#### TO DO:
Below are the entries; output exactly the lines from the one containing "baseboard in the picture above?" through the final line, inclusive.

[Referring expression data]
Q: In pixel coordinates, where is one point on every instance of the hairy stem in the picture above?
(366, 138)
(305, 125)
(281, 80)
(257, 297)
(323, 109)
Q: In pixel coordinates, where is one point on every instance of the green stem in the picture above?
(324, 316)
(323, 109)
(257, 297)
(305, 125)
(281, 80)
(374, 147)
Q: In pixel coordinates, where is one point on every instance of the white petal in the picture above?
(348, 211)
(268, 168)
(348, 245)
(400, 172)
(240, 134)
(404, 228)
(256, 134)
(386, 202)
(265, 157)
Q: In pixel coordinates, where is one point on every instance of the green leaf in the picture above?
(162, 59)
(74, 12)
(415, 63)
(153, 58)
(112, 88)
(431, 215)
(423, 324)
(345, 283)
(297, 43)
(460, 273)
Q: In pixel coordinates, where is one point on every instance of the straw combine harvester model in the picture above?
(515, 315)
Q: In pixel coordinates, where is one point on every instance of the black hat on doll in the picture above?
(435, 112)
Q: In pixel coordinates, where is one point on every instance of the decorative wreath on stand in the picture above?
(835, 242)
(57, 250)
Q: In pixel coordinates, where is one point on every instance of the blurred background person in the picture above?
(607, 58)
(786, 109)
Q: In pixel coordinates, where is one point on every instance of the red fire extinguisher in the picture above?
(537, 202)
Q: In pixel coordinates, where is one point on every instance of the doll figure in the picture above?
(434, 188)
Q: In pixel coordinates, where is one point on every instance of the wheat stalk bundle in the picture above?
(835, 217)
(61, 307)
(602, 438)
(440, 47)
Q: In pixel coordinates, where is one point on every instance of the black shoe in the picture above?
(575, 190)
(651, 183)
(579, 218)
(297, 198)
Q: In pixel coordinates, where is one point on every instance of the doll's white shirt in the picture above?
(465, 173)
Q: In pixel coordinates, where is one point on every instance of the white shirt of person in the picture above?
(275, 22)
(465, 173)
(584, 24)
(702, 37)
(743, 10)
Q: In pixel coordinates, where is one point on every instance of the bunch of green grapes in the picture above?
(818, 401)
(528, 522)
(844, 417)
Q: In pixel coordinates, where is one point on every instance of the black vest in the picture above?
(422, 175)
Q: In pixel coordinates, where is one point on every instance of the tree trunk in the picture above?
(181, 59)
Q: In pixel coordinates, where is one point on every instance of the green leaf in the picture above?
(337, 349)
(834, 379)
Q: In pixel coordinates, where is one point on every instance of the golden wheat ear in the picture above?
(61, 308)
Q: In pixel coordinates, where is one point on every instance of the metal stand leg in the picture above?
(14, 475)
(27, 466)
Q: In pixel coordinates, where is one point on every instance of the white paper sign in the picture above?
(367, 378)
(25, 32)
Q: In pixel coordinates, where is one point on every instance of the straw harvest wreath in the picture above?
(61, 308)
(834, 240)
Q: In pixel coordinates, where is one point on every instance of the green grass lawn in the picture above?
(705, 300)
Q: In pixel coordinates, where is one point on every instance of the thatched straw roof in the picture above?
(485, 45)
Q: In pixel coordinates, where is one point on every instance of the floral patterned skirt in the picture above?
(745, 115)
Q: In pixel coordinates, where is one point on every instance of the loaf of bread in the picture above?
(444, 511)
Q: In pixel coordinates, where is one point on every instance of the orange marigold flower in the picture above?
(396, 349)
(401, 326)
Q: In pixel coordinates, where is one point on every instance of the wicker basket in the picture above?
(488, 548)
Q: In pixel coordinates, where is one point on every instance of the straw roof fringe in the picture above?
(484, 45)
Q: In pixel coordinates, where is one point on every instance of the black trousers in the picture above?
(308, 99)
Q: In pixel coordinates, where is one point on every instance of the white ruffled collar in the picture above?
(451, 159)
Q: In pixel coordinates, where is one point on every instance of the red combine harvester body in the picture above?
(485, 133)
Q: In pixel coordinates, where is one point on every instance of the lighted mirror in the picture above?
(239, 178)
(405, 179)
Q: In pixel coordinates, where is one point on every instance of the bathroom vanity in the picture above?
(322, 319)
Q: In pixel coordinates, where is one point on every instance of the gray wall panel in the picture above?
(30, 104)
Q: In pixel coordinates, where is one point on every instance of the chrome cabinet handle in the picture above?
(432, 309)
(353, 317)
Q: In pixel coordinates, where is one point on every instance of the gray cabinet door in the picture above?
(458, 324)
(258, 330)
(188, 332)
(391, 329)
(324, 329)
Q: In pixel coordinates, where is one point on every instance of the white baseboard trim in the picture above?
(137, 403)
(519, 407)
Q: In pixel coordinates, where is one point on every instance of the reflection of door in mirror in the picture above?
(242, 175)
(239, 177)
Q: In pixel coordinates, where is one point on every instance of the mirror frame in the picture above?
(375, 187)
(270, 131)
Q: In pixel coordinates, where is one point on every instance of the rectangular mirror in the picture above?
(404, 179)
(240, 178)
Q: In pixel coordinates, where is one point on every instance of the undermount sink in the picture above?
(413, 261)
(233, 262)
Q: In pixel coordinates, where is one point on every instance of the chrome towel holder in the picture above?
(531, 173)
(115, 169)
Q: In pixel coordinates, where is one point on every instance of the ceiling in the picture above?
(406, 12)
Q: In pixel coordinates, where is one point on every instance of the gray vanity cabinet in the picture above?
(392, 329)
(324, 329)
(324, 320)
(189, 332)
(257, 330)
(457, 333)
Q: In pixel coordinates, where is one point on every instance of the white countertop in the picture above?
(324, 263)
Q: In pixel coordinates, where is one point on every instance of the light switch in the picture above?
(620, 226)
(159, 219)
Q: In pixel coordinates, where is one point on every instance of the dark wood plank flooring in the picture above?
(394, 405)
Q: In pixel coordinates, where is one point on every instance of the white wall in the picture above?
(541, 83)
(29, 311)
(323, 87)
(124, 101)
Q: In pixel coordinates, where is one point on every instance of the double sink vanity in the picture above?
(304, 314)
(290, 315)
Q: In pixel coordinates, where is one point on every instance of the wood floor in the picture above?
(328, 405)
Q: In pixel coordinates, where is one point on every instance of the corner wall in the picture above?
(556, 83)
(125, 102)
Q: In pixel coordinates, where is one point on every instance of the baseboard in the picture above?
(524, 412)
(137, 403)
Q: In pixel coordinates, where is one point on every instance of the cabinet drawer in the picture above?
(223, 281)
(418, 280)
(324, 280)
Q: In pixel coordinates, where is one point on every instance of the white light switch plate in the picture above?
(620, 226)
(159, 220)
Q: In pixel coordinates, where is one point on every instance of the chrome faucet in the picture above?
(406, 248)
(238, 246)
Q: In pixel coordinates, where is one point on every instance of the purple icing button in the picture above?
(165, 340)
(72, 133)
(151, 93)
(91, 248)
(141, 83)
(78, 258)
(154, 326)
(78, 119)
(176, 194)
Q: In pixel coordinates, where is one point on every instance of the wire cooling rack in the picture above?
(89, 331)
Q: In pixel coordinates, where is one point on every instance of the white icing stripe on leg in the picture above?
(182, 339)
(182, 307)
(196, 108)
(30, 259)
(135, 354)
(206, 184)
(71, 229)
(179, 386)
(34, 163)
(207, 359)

#### REPLY TO THE EXERCISE:
Q: In pixel coordinates, where is one point on every instance of the baseboard in the picture above?
(524, 412)
(137, 403)
Q: In pixel coordinates, where is one point on every instance of the cabinet drawer in the picture above?
(223, 281)
(418, 280)
(324, 280)
Q: In pixel coordinates, where is one point on every instance of the white light switch plate in the picture above?
(620, 226)
(159, 220)
Q: In pixel coordinates, where is one point on every instance of the chrome faucet in the picture above?
(406, 248)
(238, 246)
Q: In pixel coordinates, where is one point on every instance of the purple icing button in the picture above?
(165, 340)
(72, 133)
(151, 93)
(91, 248)
(141, 83)
(78, 258)
(154, 326)
(78, 119)
(176, 194)
Q: In pixel coordinates, where is one point on every instance of the wire cooling rack in the picture above?
(89, 331)
Q: In pixel coordinates, where is one point on every instance of the white icing stripe on leg in the picture above?
(182, 339)
(182, 307)
(196, 108)
(30, 259)
(135, 354)
(206, 184)
(71, 229)
(179, 386)
(34, 163)
(207, 359)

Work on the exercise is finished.